Task to carry out
Copy word for word the part of the listing that opens with the line containing "of the flower" and runs to the end of the listing.

Object point labels
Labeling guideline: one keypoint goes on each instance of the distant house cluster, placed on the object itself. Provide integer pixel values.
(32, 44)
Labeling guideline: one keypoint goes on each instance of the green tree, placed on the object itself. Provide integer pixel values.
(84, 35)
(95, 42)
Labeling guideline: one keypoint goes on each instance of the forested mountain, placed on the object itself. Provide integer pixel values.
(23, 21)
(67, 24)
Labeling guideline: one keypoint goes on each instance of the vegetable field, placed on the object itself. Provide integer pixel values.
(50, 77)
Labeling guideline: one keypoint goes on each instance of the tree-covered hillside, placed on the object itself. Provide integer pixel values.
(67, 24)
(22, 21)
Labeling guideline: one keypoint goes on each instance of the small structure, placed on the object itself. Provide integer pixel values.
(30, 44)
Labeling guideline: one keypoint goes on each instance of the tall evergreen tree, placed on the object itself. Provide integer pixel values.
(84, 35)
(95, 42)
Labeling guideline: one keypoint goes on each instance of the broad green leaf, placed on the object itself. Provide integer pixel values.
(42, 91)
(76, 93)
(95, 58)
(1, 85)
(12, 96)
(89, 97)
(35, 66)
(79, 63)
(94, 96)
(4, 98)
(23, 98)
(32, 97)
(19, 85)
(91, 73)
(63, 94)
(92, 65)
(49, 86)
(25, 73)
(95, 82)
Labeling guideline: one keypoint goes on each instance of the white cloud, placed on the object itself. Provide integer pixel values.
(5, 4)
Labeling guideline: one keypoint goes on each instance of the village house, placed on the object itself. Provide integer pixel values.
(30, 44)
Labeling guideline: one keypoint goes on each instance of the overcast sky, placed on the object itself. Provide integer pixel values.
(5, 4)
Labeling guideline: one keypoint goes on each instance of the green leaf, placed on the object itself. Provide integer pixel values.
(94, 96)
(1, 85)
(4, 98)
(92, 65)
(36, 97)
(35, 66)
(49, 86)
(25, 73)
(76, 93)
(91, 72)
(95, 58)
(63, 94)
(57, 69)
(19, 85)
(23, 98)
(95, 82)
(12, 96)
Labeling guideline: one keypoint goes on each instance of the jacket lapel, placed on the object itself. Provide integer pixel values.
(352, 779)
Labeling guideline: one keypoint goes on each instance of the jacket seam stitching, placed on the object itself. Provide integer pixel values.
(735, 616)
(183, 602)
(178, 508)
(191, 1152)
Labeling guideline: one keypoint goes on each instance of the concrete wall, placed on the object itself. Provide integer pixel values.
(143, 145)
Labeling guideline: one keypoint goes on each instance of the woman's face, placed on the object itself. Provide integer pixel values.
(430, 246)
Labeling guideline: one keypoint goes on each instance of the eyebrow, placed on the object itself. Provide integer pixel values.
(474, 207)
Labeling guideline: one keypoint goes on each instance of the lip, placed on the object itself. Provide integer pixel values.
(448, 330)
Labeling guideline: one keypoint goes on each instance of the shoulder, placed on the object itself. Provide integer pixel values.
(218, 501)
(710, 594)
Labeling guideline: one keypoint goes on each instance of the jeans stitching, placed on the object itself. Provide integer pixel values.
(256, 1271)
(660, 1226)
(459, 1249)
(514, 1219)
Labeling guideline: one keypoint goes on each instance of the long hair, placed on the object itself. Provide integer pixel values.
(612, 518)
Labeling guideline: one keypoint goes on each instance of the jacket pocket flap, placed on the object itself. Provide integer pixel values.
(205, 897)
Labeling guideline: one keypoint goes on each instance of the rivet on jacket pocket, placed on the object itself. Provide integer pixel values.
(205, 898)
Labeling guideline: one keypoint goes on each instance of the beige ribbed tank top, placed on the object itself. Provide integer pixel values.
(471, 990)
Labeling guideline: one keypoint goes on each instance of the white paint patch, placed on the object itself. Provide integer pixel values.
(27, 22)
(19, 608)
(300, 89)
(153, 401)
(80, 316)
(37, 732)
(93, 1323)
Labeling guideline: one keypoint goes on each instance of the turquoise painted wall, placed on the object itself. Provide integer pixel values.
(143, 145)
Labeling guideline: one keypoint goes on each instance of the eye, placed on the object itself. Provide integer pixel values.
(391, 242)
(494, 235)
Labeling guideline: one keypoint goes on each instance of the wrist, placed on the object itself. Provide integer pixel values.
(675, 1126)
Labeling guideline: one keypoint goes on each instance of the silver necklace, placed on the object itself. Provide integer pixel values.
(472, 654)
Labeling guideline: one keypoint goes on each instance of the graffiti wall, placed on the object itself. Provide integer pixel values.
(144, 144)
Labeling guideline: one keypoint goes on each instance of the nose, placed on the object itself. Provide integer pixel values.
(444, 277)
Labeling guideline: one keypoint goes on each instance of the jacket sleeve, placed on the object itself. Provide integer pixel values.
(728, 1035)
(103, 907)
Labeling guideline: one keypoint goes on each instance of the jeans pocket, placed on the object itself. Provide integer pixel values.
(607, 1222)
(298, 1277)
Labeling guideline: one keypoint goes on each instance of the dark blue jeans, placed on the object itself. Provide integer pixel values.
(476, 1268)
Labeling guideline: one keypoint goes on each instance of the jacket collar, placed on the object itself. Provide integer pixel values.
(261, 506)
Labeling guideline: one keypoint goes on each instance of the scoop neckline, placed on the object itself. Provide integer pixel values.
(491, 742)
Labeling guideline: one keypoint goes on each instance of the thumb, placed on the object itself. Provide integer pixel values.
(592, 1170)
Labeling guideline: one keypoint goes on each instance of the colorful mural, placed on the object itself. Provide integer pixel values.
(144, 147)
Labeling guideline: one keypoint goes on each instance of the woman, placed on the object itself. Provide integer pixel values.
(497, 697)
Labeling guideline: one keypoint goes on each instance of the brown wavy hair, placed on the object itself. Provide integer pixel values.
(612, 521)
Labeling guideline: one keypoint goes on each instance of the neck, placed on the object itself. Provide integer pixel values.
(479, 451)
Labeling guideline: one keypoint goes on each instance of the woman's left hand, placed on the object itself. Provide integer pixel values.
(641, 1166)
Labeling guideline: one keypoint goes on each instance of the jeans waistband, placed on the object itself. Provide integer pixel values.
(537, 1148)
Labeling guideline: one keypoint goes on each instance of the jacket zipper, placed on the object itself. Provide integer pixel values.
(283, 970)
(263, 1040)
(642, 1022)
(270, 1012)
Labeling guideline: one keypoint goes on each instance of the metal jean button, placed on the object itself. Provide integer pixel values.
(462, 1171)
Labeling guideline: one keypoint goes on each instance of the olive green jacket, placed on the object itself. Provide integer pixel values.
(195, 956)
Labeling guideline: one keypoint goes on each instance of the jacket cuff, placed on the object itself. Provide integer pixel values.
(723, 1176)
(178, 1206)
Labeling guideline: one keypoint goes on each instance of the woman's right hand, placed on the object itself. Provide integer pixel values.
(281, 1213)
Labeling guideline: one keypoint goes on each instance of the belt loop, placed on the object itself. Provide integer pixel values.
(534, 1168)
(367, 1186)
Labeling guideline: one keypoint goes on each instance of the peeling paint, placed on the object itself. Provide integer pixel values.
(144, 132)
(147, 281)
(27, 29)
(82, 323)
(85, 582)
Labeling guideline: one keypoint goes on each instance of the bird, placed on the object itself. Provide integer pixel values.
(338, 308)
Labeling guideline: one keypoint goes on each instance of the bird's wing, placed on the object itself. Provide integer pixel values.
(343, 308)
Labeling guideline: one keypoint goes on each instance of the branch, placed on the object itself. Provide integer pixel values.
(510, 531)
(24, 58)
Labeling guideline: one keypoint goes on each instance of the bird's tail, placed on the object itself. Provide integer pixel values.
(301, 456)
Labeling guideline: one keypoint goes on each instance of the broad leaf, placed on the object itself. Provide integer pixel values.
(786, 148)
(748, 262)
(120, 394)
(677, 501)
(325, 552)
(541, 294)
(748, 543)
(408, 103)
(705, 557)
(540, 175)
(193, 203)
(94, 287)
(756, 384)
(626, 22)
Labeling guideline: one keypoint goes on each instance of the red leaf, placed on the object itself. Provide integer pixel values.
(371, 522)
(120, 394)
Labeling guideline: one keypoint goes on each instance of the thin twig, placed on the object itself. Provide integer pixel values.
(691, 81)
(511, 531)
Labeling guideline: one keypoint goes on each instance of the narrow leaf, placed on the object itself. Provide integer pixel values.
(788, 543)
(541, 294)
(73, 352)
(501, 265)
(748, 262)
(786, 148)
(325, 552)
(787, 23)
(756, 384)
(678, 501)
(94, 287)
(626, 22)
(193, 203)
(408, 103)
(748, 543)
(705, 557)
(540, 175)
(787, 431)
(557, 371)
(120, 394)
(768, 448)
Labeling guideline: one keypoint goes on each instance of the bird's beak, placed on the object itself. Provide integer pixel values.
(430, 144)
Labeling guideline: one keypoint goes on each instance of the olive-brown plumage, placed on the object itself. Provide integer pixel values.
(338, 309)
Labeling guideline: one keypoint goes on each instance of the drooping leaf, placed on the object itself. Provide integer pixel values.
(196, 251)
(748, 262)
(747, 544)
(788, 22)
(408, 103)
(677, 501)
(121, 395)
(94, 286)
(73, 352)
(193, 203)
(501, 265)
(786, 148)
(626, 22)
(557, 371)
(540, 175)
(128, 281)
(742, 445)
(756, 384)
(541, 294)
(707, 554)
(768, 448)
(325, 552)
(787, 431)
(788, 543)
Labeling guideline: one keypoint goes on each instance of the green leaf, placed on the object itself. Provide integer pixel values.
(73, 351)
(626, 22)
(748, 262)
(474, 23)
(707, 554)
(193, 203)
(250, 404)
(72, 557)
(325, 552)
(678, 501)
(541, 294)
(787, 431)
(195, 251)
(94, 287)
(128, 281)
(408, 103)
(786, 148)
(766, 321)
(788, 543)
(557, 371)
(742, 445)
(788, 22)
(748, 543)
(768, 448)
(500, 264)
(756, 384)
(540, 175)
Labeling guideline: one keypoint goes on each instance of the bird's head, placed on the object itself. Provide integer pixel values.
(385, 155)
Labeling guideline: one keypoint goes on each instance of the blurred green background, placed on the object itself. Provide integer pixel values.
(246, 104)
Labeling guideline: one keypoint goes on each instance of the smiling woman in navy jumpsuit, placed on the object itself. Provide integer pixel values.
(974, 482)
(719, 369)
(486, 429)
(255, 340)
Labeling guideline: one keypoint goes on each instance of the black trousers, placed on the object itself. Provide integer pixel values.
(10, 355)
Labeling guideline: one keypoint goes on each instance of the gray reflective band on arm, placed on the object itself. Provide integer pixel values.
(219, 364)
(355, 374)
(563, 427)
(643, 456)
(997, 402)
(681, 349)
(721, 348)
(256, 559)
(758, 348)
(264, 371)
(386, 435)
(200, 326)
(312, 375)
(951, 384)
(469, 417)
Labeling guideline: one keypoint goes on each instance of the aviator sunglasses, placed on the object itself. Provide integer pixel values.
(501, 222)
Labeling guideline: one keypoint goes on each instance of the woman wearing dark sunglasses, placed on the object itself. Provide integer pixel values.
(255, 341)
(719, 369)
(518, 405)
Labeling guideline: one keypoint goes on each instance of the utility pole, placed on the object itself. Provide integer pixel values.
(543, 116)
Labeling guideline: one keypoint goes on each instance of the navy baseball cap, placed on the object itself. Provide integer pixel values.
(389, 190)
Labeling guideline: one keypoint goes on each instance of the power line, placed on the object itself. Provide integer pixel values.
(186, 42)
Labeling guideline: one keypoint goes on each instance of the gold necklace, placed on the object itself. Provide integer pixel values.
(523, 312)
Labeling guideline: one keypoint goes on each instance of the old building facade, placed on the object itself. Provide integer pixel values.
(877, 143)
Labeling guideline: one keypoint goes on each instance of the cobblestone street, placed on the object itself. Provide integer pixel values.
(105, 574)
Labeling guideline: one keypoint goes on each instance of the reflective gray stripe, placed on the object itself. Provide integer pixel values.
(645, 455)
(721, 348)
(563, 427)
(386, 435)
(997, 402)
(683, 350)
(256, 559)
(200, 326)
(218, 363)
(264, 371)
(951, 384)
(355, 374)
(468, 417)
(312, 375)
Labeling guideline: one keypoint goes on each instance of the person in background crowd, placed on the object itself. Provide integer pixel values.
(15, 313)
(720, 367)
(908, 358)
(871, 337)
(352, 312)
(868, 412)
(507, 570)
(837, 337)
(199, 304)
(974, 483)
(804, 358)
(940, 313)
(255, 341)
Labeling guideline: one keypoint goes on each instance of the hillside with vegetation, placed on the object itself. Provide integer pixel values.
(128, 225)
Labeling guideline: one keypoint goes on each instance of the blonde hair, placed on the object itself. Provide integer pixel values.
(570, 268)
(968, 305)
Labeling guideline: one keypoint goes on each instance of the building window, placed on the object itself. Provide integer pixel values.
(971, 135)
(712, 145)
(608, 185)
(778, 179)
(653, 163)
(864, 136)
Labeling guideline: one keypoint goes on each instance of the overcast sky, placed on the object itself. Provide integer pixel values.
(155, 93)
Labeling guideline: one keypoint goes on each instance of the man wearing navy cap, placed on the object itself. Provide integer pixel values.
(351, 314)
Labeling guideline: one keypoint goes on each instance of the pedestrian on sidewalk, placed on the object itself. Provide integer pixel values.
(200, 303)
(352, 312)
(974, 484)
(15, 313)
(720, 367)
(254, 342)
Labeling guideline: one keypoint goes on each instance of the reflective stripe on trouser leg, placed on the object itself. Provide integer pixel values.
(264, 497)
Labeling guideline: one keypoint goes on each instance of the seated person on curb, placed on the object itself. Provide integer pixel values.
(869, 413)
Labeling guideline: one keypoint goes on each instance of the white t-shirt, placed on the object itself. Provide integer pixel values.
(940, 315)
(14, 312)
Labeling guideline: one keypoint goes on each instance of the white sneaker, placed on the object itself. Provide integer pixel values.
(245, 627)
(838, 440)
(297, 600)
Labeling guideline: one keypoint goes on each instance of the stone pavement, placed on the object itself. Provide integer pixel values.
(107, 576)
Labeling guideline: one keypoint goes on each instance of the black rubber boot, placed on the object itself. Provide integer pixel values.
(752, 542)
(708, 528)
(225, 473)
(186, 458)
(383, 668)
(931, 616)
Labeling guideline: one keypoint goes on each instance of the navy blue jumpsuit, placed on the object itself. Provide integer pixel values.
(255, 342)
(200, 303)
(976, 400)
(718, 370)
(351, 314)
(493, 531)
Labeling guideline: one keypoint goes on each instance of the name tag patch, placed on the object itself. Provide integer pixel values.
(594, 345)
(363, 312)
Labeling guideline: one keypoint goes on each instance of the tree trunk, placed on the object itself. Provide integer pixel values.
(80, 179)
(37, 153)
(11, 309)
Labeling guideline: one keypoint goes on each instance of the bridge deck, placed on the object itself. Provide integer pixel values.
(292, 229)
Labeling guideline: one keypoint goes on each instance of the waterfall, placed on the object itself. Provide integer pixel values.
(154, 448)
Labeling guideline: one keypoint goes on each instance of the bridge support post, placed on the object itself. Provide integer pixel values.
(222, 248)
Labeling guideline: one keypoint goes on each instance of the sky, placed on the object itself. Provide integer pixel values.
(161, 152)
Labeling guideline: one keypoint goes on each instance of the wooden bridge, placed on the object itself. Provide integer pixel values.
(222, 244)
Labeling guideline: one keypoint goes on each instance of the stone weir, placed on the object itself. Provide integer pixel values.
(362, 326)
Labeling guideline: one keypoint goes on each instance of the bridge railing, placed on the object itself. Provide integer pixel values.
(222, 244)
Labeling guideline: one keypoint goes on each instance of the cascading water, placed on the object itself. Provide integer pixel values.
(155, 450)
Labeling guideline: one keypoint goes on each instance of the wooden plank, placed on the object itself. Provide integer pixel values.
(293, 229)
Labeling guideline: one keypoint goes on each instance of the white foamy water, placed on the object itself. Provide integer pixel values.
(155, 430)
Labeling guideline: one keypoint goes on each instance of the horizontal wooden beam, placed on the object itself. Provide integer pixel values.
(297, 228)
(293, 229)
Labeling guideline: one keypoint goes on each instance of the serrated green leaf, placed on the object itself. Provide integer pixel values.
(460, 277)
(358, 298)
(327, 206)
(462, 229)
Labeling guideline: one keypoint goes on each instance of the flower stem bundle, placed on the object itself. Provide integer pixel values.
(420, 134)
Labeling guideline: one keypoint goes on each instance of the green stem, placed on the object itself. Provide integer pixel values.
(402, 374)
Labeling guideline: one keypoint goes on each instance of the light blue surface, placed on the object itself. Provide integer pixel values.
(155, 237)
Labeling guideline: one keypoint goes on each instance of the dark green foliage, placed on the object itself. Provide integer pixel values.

Task result
Labeling guideline: one keypoint goes on each instance of the flower stem bundle, placed on the object itself. Provide integer pixel values.
(420, 134)
Labeling guideline: one keypoint goes on each instance of the green stem, placed on the object itself. Provide integer pixel values.
(402, 374)
Labeling guideline: one keypoint goes on each instance of the light blue surface, placed on the object itself. Provide integer pixel values.
(155, 237)
Labeling guideline: one keypoint goes on each instance of the dark green foliage, placed on the object itself. Provide integer pixel values.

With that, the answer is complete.